= Task brief =
Please reproduce word for word the stretch of lines from the start of the records through the line containing "[[400, 184]]", including both ends, and nothing beyond it.

[Location labeling records]
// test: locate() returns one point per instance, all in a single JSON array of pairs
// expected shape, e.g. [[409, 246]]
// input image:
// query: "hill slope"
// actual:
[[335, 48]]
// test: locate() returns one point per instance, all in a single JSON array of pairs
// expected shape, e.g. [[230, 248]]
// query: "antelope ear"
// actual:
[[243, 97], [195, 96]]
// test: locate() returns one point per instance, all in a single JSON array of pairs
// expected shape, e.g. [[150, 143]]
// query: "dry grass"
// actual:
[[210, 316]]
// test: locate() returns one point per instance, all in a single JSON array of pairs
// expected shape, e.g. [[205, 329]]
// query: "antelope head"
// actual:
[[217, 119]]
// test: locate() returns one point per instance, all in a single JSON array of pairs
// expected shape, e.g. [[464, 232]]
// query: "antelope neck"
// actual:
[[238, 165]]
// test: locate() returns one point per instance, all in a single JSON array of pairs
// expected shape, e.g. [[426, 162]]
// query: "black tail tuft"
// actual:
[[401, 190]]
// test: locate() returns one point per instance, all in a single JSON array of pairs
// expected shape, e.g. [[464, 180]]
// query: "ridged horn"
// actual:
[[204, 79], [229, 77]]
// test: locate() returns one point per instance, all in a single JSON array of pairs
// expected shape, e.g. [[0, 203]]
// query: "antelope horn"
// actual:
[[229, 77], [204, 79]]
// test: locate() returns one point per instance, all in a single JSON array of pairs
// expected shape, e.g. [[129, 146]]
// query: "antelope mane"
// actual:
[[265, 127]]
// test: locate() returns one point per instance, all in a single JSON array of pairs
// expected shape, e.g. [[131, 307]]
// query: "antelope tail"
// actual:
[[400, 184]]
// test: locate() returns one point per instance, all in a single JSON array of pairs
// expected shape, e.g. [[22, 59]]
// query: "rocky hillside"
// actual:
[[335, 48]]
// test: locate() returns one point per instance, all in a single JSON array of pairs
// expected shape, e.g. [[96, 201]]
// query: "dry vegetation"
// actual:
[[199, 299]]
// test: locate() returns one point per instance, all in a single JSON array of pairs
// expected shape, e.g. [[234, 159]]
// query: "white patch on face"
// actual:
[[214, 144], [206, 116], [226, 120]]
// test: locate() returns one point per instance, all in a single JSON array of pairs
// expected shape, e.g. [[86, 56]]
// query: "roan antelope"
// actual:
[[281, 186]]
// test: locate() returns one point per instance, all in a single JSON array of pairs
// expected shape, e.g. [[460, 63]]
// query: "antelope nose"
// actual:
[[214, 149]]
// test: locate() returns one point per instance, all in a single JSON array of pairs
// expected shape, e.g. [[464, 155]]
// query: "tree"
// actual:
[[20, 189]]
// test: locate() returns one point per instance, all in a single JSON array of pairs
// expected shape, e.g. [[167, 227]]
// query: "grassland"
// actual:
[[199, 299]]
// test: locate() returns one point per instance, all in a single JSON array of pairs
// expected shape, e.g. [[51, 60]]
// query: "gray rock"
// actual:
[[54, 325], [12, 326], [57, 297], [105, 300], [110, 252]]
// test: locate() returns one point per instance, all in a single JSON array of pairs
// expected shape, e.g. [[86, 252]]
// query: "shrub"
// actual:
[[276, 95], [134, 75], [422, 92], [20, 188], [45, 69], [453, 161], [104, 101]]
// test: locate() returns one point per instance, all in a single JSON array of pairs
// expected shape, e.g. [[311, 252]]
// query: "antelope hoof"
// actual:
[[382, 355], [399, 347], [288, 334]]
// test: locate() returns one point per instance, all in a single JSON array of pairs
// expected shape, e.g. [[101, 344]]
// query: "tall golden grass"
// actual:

= Complete response =
// test: locate() returns one point per instance, all in a single JSON array of pairs
// expected shape, e.g. [[409, 246]]
// input image:
// query: "hill slope"
// actual:
[[335, 48]]
// test: locate() returns one point per instance, all in a single JSON array of pairs
// expected shape, e.g. [[230, 248]]
// query: "antelope ear"
// actual:
[[243, 97], [195, 96]]
// test: locate() returns one point per instance, all in a single JSON array of pairs
// expected shape, e.g. [[150, 143]]
// query: "dry grass"
// actual:
[[210, 316]]
// test: locate() returns one point per instance, all in a single JSON array of pairs
// expected shape, e.g. [[205, 329]]
// query: "antelope head"
// actual:
[[217, 119]]
// test: locate() returns one point per instance, all in a single JSON array of pairs
// expected shape, e.g. [[464, 232]]
// query: "antelope neck"
// actual:
[[238, 165]]
// test: locate() returns one point per instance, all in a single JSON array of pairs
// expected shape, e.g. [[426, 162]]
// query: "black tail tuft"
// actual:
[[401, 190]]
// test: locate() returns one point per instance, all in a single JSON array of pairs
// expected shape, e.g. [[464, 180]]
// query: "ridged horn"
// actual:
[[204, 79], [229, 77]]
// test: locate() returns one point per instance, all in a single JSON array of pairs
// expected shape, e.g. [[0, 203]]
// query: "antelope horn"
// actual:
[[229, 77], [204, 79]]
// test: locate() returns one point per instance, all in a single JSON array of pairs
// expected shape, e.g. [[129, 146]]
// query: "antelope mane"
// actual:
[[265, 127]]
// test: locate() returns one point per instance, all in a single JSON array of pairs
// expected shape, e.g. [[131, 307]]
// query: "antelope tail"
// actual:
[[400, 184]]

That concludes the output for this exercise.